AUFTRAG 1:
Beantworten Sie anhand des Textauszugs folgende Fragen:
(a) Welche Form des Verschuldens ist aus Versicherungssicht regelmäßig noch gedeckt?
(b) Wie heißt es, wenn der Unternehmer die Verletzung des Mitarbeiters billigend in Kauf genommen hat?
(c) Besteht bei Regressansprüchen der BG gegen „normale“ Betriebsangehörige in der Regel Versicherungsschutz?
AUFTRAG 2: Geben Sie aus dem Textauszug den Abschnitt von „Wie verhält sich“ bis einschließlich „grundsätzlich ausgeschlossen ist.“ wortgetreu wieder.

TEXTAUSZUG:

Wie verhält sich hierzu die Betriebshaftpflichtversicherung des Gerüstbaubetriebes?

  • Direkte Ansprüche des Geschädigten fallen nicht unter den Versicherungsschutz, da diese nur bei einer vorsätzlichen Tat möglich sind (s. o.) und vorsätzliches Handeln innerhalb einer Haftpflichtversicherung grundsätzlich ausgeschlossen ist.
  • Für Regressansprüche der BG besteht für den Unternehmer innerhalb der Betriebshaftpflichtversicherung in der Regel Versicherungsschutz soweit ihn kein Vorsatz trifft. Grobe Fahrlässigkeit ist aus Versicherungssicht regelmäßig noch gedeckt. Erst dann, wenn der Unternehmer den rechtswidrigen Erfolg – also die Verletzung des Mitarbeiters – billigend in Kauf genommen hat (sogenannter Bedingter Vorsatz) bekommt er Probleme mit seiner betrieblichen Haftpflichtversicherung. Die Abgrenzung von grob fahrlässigem Verhalten (Deckungsschutz in der Regel ja) zu bedingtem Vorsatz (Deckungsschutz in der Regel nein) kann daher bei Arbeitsunfällen zu erheblichen Streitigkeiten führen. Die gleichen Kriterien gelten für die gesetzlichen Vertreter des Unternehmens und solcher Personen, die er zur Leitung oder Beaufsichtigung des versicherten Betriebes oder eines Teiles desselben angestellt hat in dieser Eigenschaft (sogenannte Repräsentanten). Darunter fallen auch die sogenannten Beauftragten.
  • Somit dürfte im Beispielsfall der Regressanspruch der BG gegen den Vorarbeiter und gegen den Geschäftsführer über die Betriebshaftpflichtversicherung des Betriebes bei den meisten Versicherern gedeckt sein.
  • Anders verhält es sich bei „normalen“ Mitarbeitern. Bei Regressansprüchen der BG gegen „normale“ Betriebsangehörige aus Anlass eines Betriebsunfalles besteht in der Regel kein Versicherungsschutz. Die Besonderen Bedingungen und Erläuterungen zu den jeweiligen Betriebshaftpflichtversicherungen sehen in der Regel einen entsprechenden Ausschluss vor.

Datensatzeinträge:
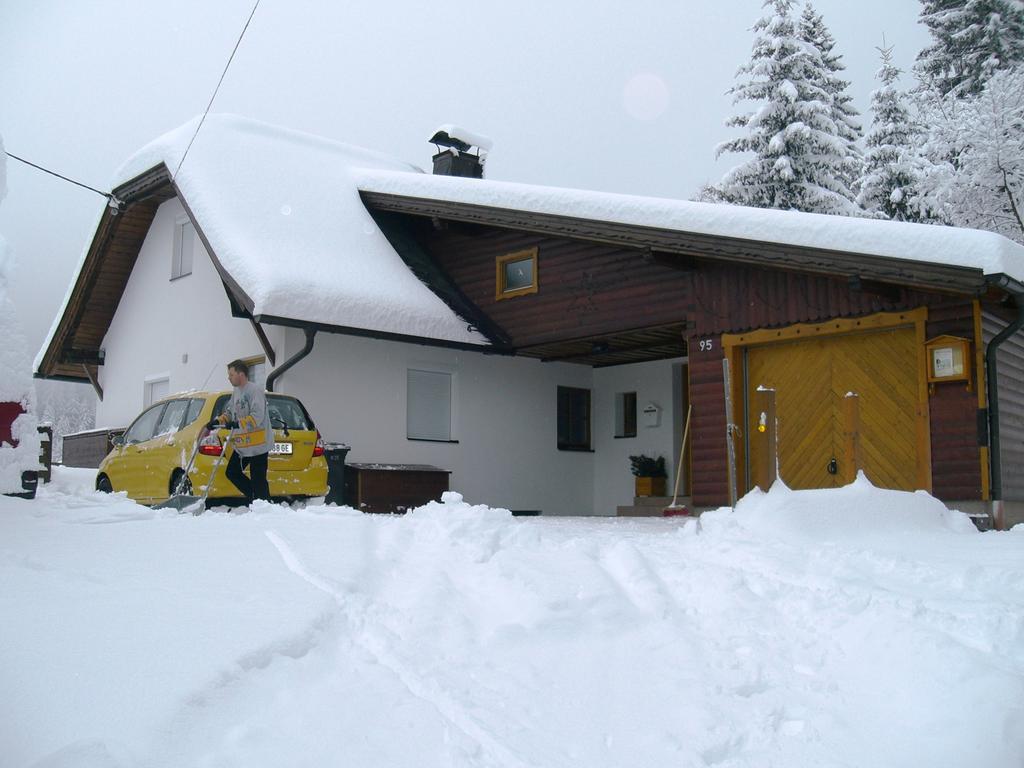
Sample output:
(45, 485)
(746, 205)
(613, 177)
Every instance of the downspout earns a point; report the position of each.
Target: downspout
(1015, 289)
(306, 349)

...

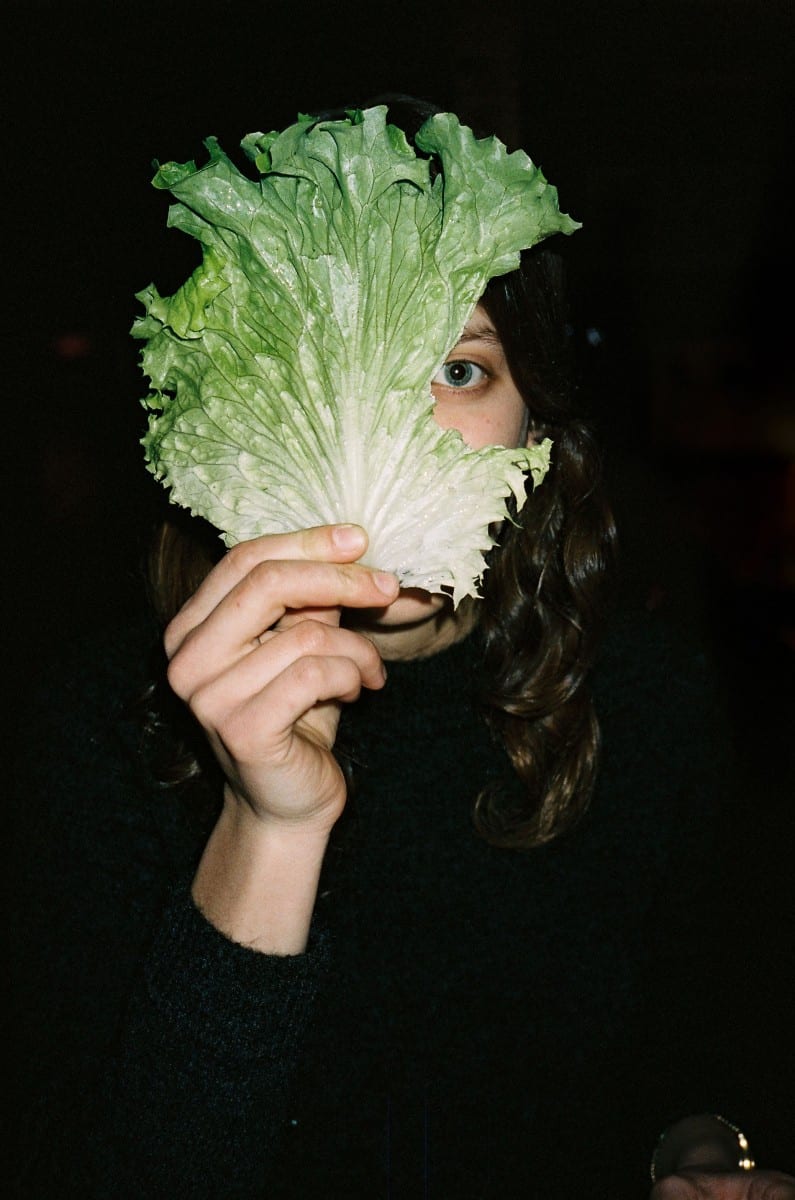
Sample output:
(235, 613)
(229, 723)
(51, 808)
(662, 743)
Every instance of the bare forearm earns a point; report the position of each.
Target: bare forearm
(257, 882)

ERWARTETE ANTWORT 1:
(a) Grobe Fahrlässigkeit.
(b) Bedingter Vorsatz.
(c) Nein, in der Regel besteht kein Versicherungsschutz, da die Besonderen Bedingungen und Erläuterungen zu den Betriebshaftpflichtversicherungen in der Regel einen entsprechenden Ausschluss vorsehen.

ERWARTETE ANTWORT 2:
Wie verhält sich hierzu die Betriebshaftpflichtversicherung des Gerüstbaubetriebes?

  • Direkte Ansprüche des Geschädigten fallen nicht unter den Versicherungsschutz, da diese nur bei einer vorsätzlichen Tat möglich sind (s. o.) und vorsätzliches Handeln innerhalb einer Haftpflichtversicherung grundsätzlich ausgeschlossen ist.